> _Passage shown_

● ● ● ● ●

I have some statistics over some properties like:
1st iter : p1:10 p2:0 p3:12 p4:33 p5:0.17 p6:ok p8:133 p9:89
2nd iter : p1:43 p2:1 p6:ok p8:12 p9:33
3rd iter : p1:14 p2:0 p3:33 p5:0.13 p9:2
...
(p1 -> number of tries, p2 -> try done well, p3..pN -> properties of try).
I need to calculate the amount of information of each property. After some procedures of quantization (for ex. to 10 levels) to make all input numbers on the same level the input file starts to look like:
p0: 4 3 2 4 5 5 6 7
p3: 4 5 3 3
p4: 5 3 3 2 1 2 3
...
Where p(0) = funct(p1,p2)
.
Not every input line got every pK
so len(pk) <= len(p0)
.
Now I know how to calculate entropy of each property via Shannon entropy for each line. I need to calculate mutual information from here.
Calculation of joint entropy for mutual information I(p0,pK)
is stuck because of different lengths.
I'm calculating entropy for one element like this:
def entropy(x):
probs = [np.mean(x == c) for c in set(x)]
return np.sum(-p * np.log2(p) for p in probs)
So, for joint I need to use product
to generate input array x
and use zip(p0,pk)
instead of set(x)
?

● ● ● ● ●

> _Rows_
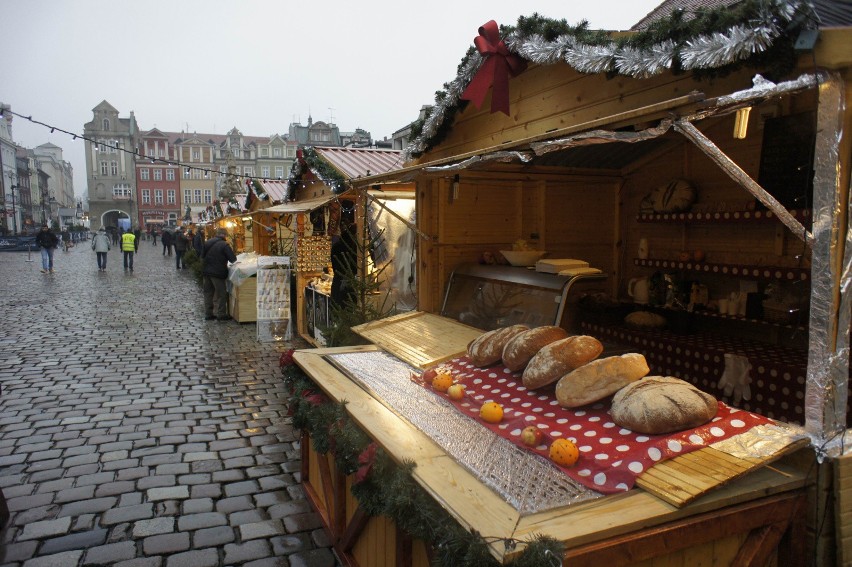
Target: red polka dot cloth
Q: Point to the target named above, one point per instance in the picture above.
(610, 457)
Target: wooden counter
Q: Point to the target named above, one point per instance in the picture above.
(745, 522)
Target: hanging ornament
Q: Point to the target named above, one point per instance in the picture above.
(499, 64)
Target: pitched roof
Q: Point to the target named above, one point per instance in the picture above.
(361, 162)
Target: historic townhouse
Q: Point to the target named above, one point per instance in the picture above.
(157, 181)
(110, 166)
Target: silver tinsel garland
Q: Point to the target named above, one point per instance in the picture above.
(703, 52)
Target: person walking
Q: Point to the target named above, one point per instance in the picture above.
(181, 244)
(166, 238)
(198, 241)
(128, 246)
(48, 242)
(101, 245)
(215, 257)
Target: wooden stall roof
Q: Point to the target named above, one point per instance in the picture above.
(302, 206)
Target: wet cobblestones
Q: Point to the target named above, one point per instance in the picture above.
(133, 432)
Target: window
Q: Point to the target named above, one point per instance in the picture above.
(121, 190)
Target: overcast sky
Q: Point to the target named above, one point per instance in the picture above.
(209, 65)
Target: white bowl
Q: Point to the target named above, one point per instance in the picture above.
(522, 257)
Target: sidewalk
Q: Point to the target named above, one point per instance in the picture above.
(133, 432)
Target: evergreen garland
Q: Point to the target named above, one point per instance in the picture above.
(388, 489)
(708, 42)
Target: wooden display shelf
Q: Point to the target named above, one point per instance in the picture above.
(612, 530)
(720, 217)
(735, 270)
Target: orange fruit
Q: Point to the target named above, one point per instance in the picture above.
(564, 452)
(442, 382)
(456, 391)
(492, 412)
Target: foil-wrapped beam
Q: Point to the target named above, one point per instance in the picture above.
(600, 137)
(736, 173)
(827, 380)
(501, 156)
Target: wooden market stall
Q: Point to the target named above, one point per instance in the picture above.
(306, 221)
(722, 183)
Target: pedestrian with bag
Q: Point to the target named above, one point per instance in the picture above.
(48, 242)
(128, 246)
(101, 245)
(181, 244)
(215, 257)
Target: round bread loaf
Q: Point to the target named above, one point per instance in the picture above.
(559, 358)
(487, 349)
(662, 404)
(599, 379)
(521, 348)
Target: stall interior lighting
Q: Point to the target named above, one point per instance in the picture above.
(741, 123)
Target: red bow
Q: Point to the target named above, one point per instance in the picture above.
(366, 459)
(495, 71)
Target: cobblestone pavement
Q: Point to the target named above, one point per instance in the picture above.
(133, 432)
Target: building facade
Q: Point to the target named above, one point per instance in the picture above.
(111, 167)
(157, 182)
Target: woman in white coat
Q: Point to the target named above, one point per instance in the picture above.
(101, 245)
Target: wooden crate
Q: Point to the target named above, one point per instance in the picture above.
(242, 301)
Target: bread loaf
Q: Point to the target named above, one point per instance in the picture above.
(599, 379)
(559, 358)
(522, 347)
(487, 349)
(662, 404)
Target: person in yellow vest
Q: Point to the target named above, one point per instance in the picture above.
(128, 246)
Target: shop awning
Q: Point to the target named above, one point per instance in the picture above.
(303, 206)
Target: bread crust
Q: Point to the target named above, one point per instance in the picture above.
(487, 349)
(522, 347)
(662, 404)
(600, 379)
(558, 358)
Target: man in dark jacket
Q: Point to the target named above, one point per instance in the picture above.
(166, 238)
(215, 257)
(181, 244)
(48, 242)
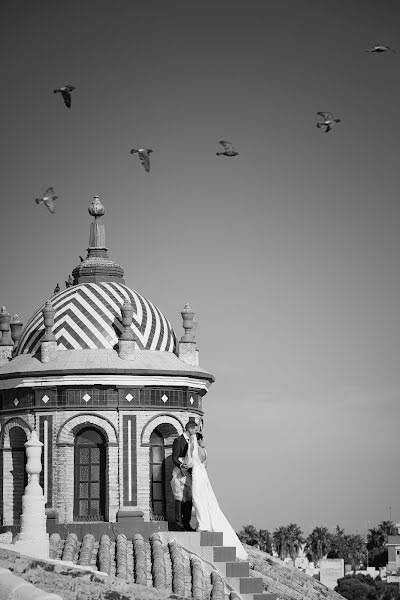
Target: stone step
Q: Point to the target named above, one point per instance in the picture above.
(263, 596)
(211, 538)
(233, 569)
(247, 585)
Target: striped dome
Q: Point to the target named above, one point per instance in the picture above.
(88, 315)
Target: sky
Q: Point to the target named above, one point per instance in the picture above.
(288, 253)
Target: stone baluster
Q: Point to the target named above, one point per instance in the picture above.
(6, 342)
(33, 538)
(187, 348)
(48, 346)
(127, 344)
(16, 329)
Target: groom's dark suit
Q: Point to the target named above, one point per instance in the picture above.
(183, 510)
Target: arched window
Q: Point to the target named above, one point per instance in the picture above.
(90, 475)
(157, 474)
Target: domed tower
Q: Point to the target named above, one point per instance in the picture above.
(98, 372)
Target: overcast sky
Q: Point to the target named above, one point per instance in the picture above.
(288, 253)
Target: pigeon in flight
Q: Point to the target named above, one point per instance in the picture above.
(229, 150)
(48, 200)
(65, 90)
(378, 48)
(144, 156)
(328, 121)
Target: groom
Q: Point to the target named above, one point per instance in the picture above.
(183, 505)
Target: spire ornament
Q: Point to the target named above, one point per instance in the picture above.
(187, 350)
(97, 266)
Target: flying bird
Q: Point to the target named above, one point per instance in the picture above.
(144, 156)
(48, 200)
(65, 90)
(378, 48)
(328, 121)
(229, 150)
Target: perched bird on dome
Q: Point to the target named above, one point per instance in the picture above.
(144, 156)
(379, 49)
(229, 150)
(48, 200)
(65, 91)
(328, 121)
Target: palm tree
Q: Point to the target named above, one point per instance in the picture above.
(295, 540)
(376, 542)
(355, 550)
(288, 541)
(280, 542)
(318, 543)
(249, 535)
(387, 528)
(264, 541)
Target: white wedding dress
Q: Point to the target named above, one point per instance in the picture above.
(209, 515)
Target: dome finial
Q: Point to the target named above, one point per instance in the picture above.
(96, 209)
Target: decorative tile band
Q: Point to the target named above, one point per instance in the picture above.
(89, 397)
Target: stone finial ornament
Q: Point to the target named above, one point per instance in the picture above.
(187, 316)
(33, 538)
(16, 329)
(48, 346)
(127, 344)
(187, 351)
(96, 208)
(127, 317)
(48, 317)
(5, 319)
(97, 266)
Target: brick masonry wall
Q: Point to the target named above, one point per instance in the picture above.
(61, 435)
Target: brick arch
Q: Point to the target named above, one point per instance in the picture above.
(13, 422)
(161, 421)
(66, 433)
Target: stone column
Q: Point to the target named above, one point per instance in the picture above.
(6, 343)
(16, 329)
(48, 347)
(127, 344)
(33, 538)
(187, 350)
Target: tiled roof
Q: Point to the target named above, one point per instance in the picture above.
(88, 316)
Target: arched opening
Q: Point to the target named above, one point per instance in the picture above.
(157, 474)
(89, 475)
(17, 437)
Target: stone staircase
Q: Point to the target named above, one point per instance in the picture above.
(208, 546)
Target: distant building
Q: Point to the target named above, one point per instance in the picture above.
(98, 372)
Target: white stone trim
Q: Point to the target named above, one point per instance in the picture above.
(160, 420)
(45, 458)
(66, 435)
(129, 460)
(112, 379)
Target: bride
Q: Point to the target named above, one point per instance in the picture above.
(209, 515)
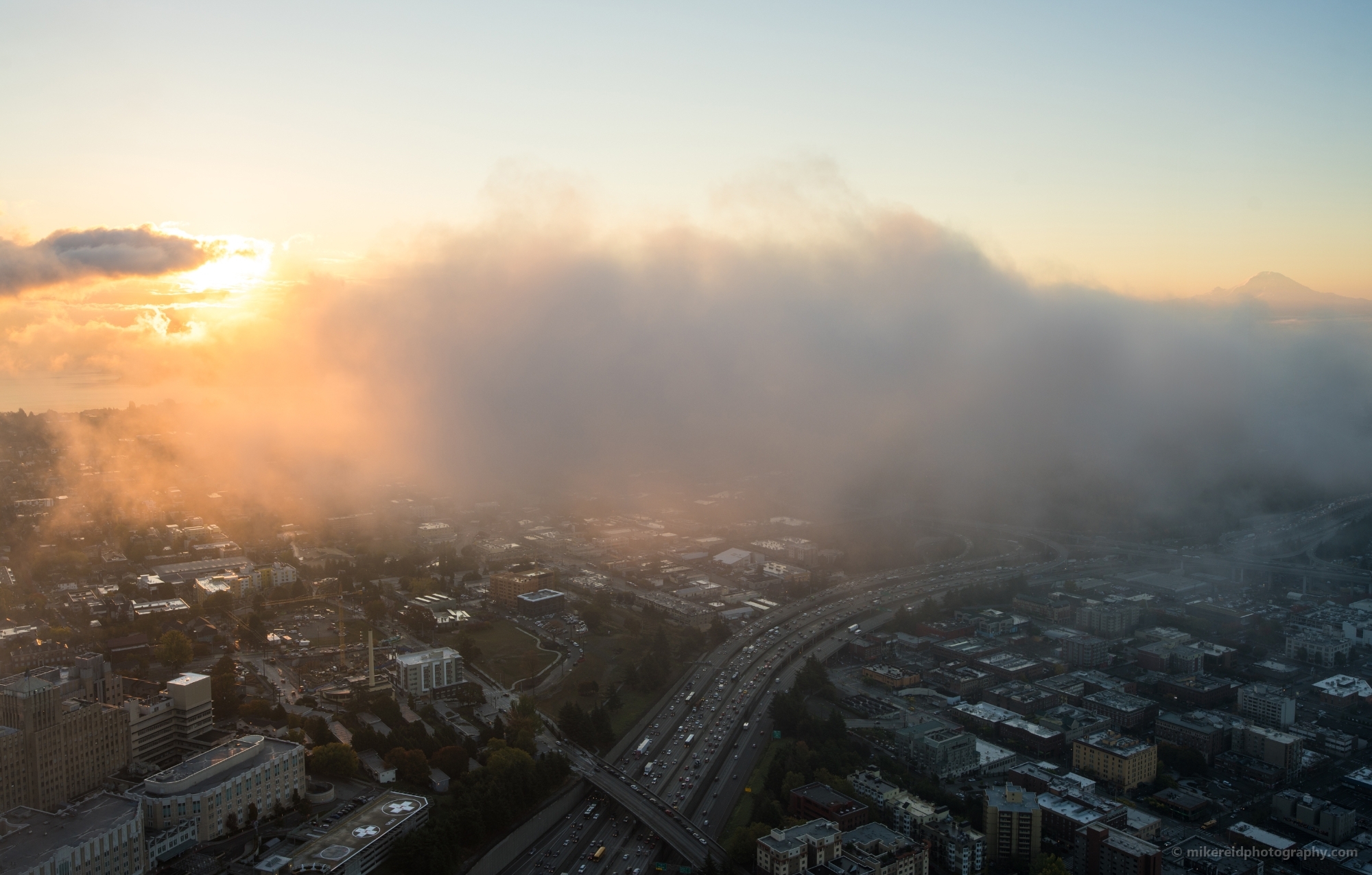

● ● ● ● ●

> _Short problem 1_
Retype the mutual information post from "I have some" up to and including "properties of try).".
> _Short problem 2_
Decide whether each statement agrees with the mutual information post. Answer yes or no, and quote the deciding words from the post. (a) The quantization example brings the numbers to 10 levels. (b) Every input line contains every property. (c) The entropy function computes the logarithm in base 10.
> _Short problem 3_
In the mutual information post, what does p1 stand for?
The entries have no connection to the mutual information post.

> _Result 1_
I have some statistics over some properties like:
1st iter : p1:10 p2:0 p3:12 p4:33 p5:0.17 p6:ok p8:133 p9:89
2nd iter : p1:43 p2:1 p6:ok p8:12 p9:33
3rd iter : p1:14 p2:0 p3:33 p5:0.13 p9:2
...
(p1 -> number of tries, p2 -> try done well, p3..pN -> properties of try).

> _Result 2_
(a) Yes: "for ex. to 10 levels"
(b) No: "Not every input line got every pK"
(c) No: "np.log2(p)"

> _Result 3_
Number of tries.